Aim of the exercise: Revise the entries below by writing them out again with "photo" changed to "image" wherever it occurs, leaving everything else unaltered. Omit the pictures from your answer.

Data for the task:
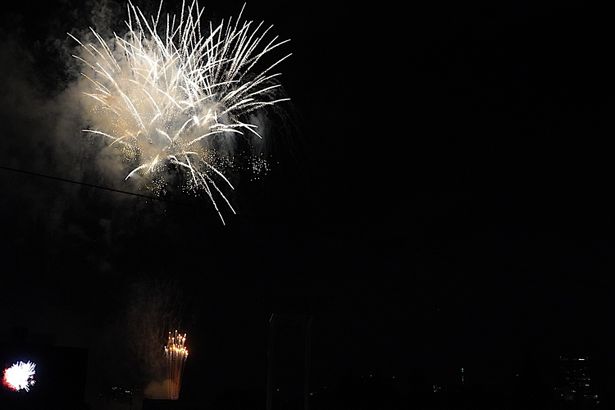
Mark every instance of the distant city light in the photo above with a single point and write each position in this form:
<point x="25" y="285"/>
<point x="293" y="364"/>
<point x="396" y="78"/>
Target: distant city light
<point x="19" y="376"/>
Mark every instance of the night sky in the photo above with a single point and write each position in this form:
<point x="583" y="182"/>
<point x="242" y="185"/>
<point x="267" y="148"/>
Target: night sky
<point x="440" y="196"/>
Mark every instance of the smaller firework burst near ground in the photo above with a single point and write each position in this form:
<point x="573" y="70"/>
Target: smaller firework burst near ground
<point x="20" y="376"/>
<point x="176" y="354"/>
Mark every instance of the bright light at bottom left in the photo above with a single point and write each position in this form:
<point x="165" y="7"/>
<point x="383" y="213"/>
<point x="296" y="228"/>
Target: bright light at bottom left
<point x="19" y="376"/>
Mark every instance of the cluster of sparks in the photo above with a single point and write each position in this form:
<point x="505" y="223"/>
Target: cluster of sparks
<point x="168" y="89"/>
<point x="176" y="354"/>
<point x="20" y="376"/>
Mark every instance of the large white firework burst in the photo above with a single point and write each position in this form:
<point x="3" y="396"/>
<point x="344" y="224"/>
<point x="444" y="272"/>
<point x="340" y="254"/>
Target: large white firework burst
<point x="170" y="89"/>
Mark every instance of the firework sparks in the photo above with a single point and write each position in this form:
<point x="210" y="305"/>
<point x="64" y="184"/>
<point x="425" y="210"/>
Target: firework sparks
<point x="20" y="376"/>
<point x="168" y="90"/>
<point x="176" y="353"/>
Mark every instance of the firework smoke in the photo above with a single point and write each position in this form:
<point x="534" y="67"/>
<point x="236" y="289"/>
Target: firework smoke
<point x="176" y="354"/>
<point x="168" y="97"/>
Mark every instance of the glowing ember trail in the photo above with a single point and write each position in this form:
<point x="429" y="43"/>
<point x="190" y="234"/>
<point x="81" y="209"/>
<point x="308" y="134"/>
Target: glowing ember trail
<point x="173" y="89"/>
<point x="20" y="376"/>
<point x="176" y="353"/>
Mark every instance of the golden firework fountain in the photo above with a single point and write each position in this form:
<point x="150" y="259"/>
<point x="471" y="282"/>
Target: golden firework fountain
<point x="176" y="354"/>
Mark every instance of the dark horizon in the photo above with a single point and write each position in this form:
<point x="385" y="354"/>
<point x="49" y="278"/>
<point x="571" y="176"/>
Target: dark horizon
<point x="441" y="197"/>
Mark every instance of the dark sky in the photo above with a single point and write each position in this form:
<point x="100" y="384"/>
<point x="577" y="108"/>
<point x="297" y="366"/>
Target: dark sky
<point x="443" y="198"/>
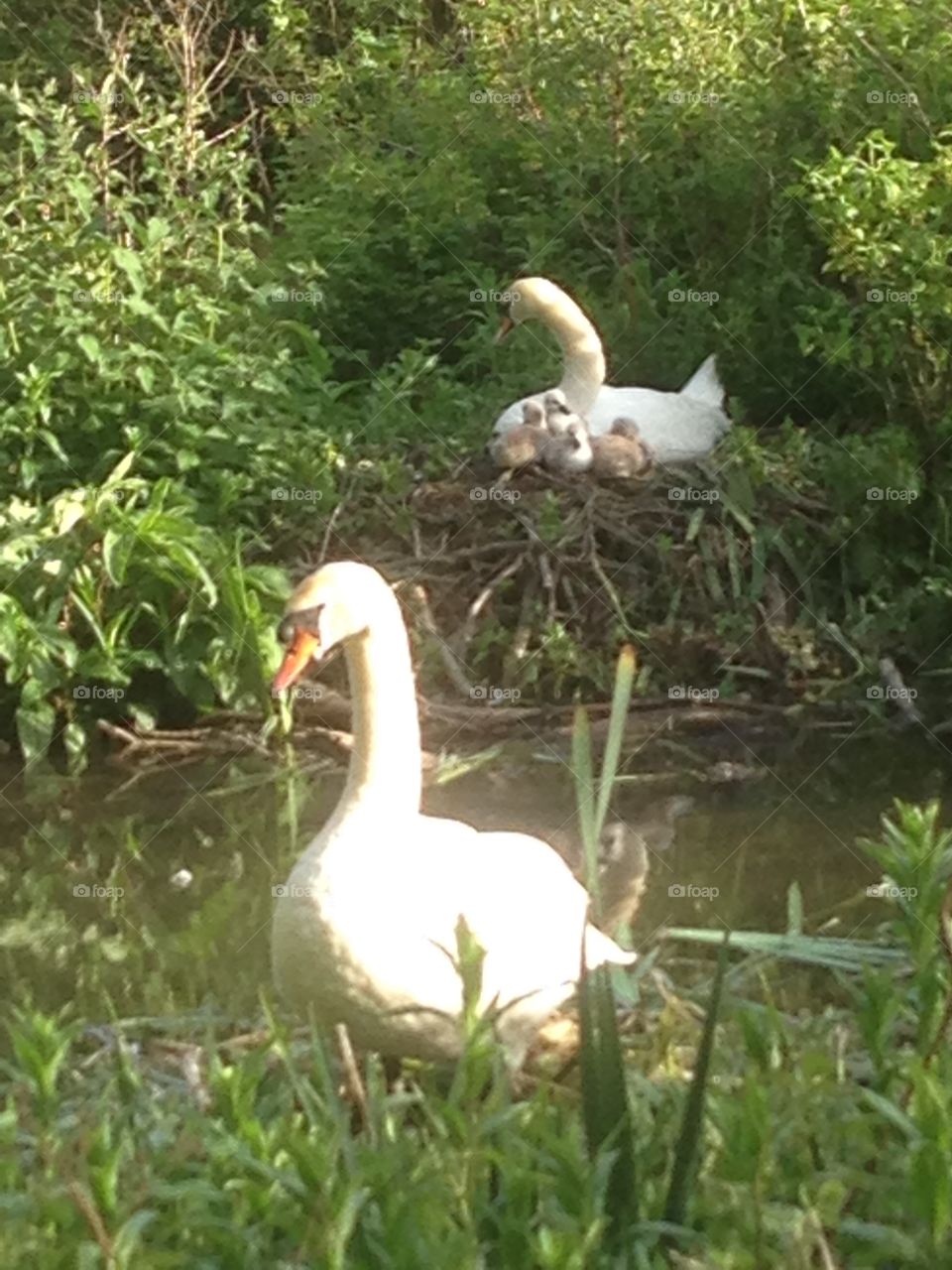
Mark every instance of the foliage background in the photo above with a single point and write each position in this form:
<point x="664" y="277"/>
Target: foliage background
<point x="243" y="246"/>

Expected answer:
Mark every instance of the distant city light in the image above with a single point and write each position in this form:
<point x="25" y="285"/>
<point x="293" y="364"/>
<point x="396" y="78"/>
Target: distant city light
<point x="19" y="376"/>
Mark every instance of the night sky in the image above with a single point and write each position in this form:
<point x="583" y="182"/>
<point x="242" y="185"/>
<point x="267" y="148"/>
Target: night sky
<point x="440" y="196"/>
Mark every instance of the smaller firework burst near ground in the image above with a single point and write each position in this form:
<point x="573" y="70"/>
Target: smaller firework burst near ground
<point x="20" y="376"/>
<point x="176" y="354"/>
Mark every instance of the bright light at bottom left in the image above with a single point and write each position in this form:
<point x="165" y="7"/>
<point x="383" y="213"/>
<point x="296" y="228"/>
Target: bright light at bottom left
<point x="19" y="376"/>
Mark every instance of the cluster of sparks in the image above with a single point and write each position in this form:
<point x="505" y="223"/>
Target: cluster of sparks
<point x="168" y="89"/>
<point x="176" y="354"/>
<point x="20" y="376"/>
Mark every instance of the large white firework burst in the image above with a single point and write each position in this form:
<point x="3" y="396"/>
<point x="344" y="224"/>
<point x="444" y="272"/>
<point x="340" y="254"/>
Target: large white firework burst
<point x="170" y="89"/>
Mark every instance of the firework sparks in the image above with a single point and write each position in this form:
<point x="210" y="305"/>
<point x="64" y="184"/>
<point x="425" y="210"/>
Target: firework sparks
<point x="20" y="376"/>
<point x="168" y="90"/>
<point x="176" y="353"/>
Mark every instance of the firework smoke in the image above with a single point and write each position in this form:
<point x="534" y="67"/>
<point x="236" y="289"/>
Target: firework smoke
<point x="176" y="354"/>
<point x="168" y="97"/>
Mark every instance of the glowing ember trail in the image above with a single point and write each position in this form:
<point x="429" y="43"/>
<point x="190" y="234"/>
<point x="81" y="209"/>
<point x="308" y="134"/>
Target: glowing ember trail
<point x="173" y="89"/>
<point x="20" y="376"/>
<point x="176" y="353"/>
Mark every instance of the golden firework fountain in the image above with a single point and write each position in this form:
<point x="150" y="259"/>
<point x="471" y="282"/>
Target: golden firework fountain
<point x="176" y="354"/>
Mark every instance of the dark horizon in the image above with a single point and write each position in this form:
<point x="385" y="354"/>
<point x="49" y="278"/>
<point x="571" y="176"/>
Target: dark horizon
<point x="441" y="197"/>
Mark every instance of the dark sky in the image above with a single point and write each position in this form:
<point x="100" y="384"/>
<point x="577" y="108"/>
<point x="297" y="366"/>
Target: dark sky
<point x="443" y="198"/>
Mark every instance of the foliage background in the image above with a single point and write each position in this form:
<point x="664" y="277"/>
Target: foliage background
<point x="243" y="246"/>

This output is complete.